What to produce: Rewrite the records below, replacing "purple sari" with "violet sari" and leaving everything else as is.

Entries shown:
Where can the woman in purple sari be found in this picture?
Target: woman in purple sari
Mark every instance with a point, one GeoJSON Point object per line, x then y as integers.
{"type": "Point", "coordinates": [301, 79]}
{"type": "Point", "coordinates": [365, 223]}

Task solution:
Where can the woman in violet sari be found in this picture?
Target: woman in violet sari
Mark every instance with a point, one GeoJSON Point object per line, x then y as integers.
{"type": "Point", "coordinates": [301, 79]}
{"type": "Point", "coordinates": [365, 223]}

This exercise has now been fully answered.